Brief
From the data below, pick out every line that contains the string "surface" and copy each such line in full, treating uppercase and lowercase letters as distinct.

Data in this exercise
** BEGIN **

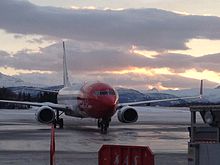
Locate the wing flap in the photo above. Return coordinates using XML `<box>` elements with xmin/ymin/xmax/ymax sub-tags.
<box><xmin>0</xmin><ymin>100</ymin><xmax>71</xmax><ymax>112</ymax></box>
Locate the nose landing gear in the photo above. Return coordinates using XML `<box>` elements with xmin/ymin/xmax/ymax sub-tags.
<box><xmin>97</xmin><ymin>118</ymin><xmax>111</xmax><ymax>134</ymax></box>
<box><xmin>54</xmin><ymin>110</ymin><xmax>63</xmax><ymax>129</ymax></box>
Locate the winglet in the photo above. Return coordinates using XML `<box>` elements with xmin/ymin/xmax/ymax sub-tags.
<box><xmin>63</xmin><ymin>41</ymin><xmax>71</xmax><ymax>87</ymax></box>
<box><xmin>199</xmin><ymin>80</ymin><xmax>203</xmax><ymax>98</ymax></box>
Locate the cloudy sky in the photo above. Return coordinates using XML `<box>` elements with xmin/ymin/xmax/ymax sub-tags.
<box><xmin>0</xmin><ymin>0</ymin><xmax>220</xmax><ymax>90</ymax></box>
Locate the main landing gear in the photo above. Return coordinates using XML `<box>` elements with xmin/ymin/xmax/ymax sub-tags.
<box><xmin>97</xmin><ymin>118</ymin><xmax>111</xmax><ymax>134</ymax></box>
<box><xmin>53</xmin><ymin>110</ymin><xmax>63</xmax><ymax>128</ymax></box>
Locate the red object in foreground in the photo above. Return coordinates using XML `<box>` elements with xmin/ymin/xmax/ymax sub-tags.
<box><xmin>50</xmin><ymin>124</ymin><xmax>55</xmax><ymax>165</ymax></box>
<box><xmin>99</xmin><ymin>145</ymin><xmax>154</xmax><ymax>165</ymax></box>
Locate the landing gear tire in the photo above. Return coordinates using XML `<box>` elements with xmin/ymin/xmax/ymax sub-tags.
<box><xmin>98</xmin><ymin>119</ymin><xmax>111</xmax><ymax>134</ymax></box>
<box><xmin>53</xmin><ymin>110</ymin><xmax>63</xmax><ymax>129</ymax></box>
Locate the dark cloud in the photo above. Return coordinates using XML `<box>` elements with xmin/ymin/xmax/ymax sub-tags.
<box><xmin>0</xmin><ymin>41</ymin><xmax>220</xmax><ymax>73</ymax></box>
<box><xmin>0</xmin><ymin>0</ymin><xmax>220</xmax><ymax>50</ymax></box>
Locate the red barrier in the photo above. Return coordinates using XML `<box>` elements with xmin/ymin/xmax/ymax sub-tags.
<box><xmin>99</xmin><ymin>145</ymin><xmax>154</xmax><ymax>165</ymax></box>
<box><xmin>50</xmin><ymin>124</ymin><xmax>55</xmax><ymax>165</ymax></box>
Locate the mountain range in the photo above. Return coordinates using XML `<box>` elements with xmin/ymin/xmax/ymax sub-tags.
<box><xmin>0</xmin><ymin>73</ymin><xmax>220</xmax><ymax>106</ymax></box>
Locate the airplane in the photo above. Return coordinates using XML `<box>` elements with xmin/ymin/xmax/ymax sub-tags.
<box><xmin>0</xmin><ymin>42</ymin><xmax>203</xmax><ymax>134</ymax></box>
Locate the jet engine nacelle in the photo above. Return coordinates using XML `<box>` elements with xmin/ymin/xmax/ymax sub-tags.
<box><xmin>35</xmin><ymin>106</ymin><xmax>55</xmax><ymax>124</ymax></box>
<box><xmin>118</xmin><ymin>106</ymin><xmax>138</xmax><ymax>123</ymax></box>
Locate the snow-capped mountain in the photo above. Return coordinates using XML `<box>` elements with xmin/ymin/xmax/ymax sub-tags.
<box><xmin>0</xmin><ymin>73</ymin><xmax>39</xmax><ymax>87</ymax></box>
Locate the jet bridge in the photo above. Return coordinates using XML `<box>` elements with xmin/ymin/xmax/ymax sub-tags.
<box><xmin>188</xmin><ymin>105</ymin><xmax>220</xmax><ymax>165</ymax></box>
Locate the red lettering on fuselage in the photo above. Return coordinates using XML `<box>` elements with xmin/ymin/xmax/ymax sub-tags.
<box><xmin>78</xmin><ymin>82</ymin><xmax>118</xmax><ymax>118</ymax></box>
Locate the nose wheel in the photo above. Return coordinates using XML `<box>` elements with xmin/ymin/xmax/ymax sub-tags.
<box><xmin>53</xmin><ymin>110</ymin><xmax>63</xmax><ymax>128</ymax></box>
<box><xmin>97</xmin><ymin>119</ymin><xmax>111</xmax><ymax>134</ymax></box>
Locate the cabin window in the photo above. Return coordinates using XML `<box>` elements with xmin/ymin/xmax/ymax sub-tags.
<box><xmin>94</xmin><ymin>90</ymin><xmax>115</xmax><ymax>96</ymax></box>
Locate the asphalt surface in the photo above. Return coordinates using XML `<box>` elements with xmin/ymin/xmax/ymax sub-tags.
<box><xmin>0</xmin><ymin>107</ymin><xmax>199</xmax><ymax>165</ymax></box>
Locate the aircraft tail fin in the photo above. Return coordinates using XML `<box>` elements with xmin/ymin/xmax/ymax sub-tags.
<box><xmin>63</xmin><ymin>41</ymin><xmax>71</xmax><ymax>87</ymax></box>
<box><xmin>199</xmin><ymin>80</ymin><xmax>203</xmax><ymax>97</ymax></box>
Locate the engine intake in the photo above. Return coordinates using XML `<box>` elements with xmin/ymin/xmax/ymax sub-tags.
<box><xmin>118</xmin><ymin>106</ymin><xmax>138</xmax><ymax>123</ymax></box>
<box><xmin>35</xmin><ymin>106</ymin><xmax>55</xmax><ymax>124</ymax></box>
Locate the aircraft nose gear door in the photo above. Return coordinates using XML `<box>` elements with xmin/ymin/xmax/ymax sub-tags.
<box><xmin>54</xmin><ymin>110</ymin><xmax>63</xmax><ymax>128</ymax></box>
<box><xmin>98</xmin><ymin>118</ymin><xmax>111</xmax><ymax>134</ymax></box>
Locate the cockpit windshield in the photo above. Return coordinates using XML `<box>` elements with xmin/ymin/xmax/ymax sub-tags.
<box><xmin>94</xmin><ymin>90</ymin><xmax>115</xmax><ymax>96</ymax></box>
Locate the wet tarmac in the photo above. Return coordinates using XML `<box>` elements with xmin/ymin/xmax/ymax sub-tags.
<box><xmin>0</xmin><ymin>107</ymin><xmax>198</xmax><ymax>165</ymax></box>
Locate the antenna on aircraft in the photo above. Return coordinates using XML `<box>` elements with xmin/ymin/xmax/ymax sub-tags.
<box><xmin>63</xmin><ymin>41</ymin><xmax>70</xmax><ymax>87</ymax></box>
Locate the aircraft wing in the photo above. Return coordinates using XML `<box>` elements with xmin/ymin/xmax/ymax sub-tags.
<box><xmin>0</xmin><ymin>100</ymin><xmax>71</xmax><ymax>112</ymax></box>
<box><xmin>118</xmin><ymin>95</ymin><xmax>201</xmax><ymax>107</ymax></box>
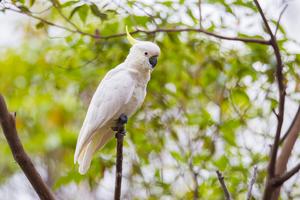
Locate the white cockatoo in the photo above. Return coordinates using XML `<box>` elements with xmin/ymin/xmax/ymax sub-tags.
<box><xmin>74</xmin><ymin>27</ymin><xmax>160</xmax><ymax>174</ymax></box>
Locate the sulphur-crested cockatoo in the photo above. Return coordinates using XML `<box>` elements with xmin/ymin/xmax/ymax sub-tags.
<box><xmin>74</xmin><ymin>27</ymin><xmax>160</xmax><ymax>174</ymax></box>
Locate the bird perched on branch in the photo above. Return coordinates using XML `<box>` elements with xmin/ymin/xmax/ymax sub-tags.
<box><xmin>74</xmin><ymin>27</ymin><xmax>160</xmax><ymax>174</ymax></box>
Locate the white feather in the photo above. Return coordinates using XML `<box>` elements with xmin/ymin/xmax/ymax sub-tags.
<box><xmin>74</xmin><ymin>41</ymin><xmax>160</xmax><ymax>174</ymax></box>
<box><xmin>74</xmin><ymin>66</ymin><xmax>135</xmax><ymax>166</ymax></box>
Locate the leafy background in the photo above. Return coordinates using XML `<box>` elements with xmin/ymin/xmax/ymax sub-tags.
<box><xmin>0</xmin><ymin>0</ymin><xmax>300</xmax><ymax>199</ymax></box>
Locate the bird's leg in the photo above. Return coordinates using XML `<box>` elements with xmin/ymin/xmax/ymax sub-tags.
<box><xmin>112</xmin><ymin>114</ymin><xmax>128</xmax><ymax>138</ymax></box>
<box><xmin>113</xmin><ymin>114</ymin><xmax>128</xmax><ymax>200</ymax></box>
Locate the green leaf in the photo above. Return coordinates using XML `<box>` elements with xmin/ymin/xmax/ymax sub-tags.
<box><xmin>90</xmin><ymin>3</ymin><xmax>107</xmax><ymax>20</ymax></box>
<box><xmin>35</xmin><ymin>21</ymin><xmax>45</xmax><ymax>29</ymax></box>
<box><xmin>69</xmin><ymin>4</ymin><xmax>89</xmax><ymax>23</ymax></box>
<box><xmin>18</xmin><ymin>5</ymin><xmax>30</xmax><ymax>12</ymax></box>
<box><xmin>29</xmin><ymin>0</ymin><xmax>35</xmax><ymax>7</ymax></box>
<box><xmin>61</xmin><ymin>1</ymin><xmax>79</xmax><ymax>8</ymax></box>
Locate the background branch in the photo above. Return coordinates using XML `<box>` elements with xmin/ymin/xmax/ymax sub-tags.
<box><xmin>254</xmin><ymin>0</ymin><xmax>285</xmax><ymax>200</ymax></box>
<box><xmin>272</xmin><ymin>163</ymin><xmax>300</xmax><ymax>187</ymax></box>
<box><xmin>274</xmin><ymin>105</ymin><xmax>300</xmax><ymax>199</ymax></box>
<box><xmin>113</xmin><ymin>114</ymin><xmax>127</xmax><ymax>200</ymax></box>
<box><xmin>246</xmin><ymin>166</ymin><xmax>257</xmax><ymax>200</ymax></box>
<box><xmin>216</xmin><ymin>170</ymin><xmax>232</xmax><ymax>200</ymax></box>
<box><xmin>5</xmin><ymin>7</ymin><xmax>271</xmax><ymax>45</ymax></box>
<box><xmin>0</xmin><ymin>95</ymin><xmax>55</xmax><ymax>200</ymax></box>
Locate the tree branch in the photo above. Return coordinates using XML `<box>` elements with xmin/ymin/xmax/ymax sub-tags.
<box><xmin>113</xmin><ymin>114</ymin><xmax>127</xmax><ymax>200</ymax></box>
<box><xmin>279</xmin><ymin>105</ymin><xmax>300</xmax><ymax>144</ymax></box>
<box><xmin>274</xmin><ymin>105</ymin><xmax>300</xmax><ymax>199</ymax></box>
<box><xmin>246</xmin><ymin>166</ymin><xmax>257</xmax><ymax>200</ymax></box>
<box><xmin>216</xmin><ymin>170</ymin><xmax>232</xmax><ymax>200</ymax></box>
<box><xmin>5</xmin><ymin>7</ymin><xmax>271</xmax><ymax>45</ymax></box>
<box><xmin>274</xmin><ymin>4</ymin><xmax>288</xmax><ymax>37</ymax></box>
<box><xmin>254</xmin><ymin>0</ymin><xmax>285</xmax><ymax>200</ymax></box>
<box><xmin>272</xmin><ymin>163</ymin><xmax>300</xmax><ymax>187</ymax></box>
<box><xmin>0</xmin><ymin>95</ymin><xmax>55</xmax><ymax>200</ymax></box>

** END **
** BEGIN **

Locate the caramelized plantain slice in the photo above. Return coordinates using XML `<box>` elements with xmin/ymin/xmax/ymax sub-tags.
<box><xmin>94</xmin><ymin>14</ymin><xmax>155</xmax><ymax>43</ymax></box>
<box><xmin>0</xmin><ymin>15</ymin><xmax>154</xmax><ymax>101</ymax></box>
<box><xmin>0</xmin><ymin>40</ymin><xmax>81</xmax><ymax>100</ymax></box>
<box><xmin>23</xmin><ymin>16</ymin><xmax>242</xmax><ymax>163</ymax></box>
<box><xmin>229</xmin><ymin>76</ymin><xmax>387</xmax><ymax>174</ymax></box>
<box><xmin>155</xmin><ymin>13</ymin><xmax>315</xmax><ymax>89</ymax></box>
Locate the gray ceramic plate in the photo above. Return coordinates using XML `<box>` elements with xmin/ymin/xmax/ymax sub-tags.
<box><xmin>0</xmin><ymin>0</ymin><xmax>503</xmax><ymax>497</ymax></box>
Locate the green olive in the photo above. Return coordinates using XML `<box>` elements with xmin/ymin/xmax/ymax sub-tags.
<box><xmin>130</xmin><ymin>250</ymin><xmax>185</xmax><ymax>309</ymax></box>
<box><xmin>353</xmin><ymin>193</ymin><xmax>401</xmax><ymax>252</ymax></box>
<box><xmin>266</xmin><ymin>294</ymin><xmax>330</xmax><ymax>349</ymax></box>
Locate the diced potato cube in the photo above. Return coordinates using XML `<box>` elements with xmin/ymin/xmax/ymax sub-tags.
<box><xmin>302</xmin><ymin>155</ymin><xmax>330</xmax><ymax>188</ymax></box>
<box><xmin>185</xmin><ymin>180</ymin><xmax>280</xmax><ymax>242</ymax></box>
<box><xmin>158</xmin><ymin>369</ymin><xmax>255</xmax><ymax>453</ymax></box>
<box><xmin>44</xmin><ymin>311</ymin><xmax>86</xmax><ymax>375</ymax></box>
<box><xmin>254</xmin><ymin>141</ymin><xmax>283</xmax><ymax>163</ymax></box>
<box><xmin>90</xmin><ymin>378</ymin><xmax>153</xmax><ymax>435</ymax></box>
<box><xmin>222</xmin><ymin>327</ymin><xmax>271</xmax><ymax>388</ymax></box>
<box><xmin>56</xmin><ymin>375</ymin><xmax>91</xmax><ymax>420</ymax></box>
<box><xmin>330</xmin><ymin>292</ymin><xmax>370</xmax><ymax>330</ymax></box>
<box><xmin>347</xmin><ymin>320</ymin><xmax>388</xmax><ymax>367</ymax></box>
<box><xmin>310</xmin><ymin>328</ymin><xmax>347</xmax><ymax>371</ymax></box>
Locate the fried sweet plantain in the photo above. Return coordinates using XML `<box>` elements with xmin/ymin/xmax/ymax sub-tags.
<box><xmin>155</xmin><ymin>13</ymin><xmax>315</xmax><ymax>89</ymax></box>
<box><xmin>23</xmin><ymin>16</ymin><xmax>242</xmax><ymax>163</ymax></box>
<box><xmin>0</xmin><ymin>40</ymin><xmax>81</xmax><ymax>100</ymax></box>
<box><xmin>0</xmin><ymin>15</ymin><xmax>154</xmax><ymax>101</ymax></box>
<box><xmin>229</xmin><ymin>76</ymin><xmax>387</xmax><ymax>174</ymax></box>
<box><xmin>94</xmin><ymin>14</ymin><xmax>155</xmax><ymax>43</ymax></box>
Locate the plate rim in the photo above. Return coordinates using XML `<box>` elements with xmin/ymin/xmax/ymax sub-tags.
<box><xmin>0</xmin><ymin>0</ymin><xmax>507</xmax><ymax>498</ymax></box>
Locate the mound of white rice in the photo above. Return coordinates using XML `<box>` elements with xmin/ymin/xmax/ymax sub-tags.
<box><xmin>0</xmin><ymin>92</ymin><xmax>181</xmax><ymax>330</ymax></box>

** END **
** BEGIN **

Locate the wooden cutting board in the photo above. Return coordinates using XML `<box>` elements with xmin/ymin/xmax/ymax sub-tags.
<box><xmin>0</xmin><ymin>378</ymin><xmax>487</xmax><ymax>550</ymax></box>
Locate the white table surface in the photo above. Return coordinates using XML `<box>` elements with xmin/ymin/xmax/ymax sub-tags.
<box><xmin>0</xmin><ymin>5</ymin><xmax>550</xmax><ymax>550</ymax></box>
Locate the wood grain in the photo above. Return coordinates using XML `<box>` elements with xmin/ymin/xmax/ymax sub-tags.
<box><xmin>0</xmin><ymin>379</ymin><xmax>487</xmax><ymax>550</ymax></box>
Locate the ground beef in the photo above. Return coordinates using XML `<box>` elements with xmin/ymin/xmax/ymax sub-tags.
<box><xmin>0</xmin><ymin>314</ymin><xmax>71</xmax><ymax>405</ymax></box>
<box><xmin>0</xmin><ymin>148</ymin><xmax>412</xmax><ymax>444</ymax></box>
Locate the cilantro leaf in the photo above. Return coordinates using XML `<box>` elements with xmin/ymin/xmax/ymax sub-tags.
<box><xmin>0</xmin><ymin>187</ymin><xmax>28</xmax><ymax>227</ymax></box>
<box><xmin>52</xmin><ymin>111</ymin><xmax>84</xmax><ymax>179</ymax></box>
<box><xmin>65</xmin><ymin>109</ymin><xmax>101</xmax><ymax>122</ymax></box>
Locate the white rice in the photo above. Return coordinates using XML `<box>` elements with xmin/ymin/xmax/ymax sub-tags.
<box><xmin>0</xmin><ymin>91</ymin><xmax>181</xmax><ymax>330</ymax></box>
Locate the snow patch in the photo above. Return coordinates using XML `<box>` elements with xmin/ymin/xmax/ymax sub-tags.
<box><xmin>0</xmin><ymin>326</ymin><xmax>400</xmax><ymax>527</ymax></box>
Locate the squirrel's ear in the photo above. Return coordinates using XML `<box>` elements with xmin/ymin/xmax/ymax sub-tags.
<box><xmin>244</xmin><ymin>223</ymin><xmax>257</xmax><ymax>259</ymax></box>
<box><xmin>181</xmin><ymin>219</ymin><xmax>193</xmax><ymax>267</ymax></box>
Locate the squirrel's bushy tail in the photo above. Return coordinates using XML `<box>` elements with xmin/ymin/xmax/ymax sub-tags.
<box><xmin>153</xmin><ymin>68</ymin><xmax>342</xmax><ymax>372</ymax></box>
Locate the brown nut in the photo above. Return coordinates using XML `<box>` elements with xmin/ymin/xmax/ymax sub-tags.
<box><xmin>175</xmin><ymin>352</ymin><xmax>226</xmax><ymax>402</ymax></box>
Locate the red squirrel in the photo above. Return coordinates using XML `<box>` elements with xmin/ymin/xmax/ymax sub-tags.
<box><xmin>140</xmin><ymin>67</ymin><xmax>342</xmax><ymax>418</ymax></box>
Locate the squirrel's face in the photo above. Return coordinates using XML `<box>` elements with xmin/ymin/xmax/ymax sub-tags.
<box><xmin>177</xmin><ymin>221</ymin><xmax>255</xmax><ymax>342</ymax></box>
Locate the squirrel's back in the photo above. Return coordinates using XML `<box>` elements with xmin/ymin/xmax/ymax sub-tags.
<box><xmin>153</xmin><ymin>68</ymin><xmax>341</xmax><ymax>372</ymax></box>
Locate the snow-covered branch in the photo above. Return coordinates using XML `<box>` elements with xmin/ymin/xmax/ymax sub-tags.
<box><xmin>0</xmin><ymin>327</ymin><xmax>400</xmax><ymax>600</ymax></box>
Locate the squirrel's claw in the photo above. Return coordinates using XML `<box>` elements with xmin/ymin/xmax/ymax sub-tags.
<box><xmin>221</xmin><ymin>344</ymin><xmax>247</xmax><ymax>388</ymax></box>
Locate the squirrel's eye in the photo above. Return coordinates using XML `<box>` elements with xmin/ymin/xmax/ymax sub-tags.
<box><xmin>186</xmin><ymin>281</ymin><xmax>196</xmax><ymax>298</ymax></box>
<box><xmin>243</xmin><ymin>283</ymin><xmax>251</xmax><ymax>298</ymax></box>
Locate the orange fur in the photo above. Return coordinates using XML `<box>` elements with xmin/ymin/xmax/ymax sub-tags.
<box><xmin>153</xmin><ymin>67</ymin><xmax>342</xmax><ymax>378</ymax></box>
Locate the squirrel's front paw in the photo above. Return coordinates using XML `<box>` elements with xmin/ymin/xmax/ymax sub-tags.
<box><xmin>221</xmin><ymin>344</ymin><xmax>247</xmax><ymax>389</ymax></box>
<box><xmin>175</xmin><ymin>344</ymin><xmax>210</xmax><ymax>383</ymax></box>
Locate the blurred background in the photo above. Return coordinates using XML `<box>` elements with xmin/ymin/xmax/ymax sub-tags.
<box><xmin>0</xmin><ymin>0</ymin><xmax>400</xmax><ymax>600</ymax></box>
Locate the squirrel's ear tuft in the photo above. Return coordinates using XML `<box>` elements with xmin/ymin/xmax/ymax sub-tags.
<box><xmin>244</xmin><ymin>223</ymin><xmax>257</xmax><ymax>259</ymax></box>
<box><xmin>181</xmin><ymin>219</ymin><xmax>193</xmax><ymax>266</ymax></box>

** END **

Correct response
Locate the asphalt surface in the photo above. Return coordinates using XML `<box>` elements with xmin/ymin/xmax/ymax sub-tags.
Locate the white table surface in the photo above. Return coordinates using XML `<box>` elements with xmin/ymin/xmax/ymax sub-tags.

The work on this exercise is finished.